## Begin

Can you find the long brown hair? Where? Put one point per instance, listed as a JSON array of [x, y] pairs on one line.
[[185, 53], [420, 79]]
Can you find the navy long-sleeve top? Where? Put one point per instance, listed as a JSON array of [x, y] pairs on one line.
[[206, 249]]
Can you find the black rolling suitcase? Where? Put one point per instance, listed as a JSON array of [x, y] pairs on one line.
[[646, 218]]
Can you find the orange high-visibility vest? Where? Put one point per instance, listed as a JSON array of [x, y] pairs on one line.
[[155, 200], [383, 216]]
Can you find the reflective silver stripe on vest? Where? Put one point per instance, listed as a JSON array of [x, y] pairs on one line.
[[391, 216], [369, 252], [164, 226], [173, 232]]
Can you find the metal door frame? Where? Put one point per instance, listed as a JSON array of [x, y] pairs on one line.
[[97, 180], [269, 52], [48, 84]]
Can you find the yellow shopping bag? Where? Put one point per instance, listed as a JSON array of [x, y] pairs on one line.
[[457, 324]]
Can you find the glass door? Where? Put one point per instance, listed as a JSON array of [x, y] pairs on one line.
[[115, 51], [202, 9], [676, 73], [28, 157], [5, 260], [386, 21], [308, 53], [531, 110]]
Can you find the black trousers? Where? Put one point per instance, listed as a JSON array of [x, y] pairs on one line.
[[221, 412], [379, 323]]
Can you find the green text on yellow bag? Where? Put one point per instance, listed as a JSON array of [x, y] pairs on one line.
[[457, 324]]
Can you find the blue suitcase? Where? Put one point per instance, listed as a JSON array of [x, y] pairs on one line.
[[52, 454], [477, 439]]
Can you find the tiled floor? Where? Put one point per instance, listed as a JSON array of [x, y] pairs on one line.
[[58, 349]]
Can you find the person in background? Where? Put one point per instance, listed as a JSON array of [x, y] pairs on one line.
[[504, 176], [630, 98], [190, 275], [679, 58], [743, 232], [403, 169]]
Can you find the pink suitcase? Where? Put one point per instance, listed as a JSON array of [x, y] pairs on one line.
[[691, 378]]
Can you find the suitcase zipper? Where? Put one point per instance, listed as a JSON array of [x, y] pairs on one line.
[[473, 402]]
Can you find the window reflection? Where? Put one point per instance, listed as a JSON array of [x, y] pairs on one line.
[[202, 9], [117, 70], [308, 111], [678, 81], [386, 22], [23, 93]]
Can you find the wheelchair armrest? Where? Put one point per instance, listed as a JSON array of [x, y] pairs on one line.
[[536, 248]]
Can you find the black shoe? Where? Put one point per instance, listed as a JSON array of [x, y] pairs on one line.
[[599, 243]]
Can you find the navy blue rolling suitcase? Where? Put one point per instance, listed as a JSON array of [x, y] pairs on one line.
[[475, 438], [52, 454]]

## End

## What to work on
Everything from the line with "Can you find the blue" through the last line of the material above should be echoed exactly, and nothing else.

## Reply
Can you find the blue suitcase? Where? Put one point per instance, listed as a JSON array of [x, y] pairs on one line.
[[52, 454], [477, 439]]
Can you find the tiled floor? Where? Put one point per instance, listed as a JSON array of [x, y] pairs on one line.
[[58, 349]]
Can you find the person in background? Where? Put one point per instance, listed as a JSON array of [x, y] pairs on one line.
[[504, 176], [630, 98], [190, 275], [679, 58], [743, 232], [403, 169]]
Can you find the pink suitcase? Where? Put one point per instance, listed as a JSON array of [x, y] pairs on one line.
[[691, 378]]
Can you find the suitcase zipper? Where? Put one point per instance, listed as a JSON array of [x, y] pairs on one line.
[[473, 402]]
Can you find the window reflection? Where? Put one point per instance, listed as a JSON array of [x, y] pairs on one line.
[[202, 9], [117, 70], [308, 111], [678, 81], [386, 22], [23, 93]]
Can you find the wheelchair armrest? Where? Put one point per instance, listed as a JSON array of [x, y] pairs on one line.
[[536, 248]]
Can you find the black shoe? Where? Put one point per instance, listed as a JSON array of [x, y] pairs on one line.
[[599, 243]]
Can you find the navy blue rolling suitcase? Where? Put one point per instance, listed as a JSON array of [x, y] pairs on one line.
[[475, 438], [52, 454]]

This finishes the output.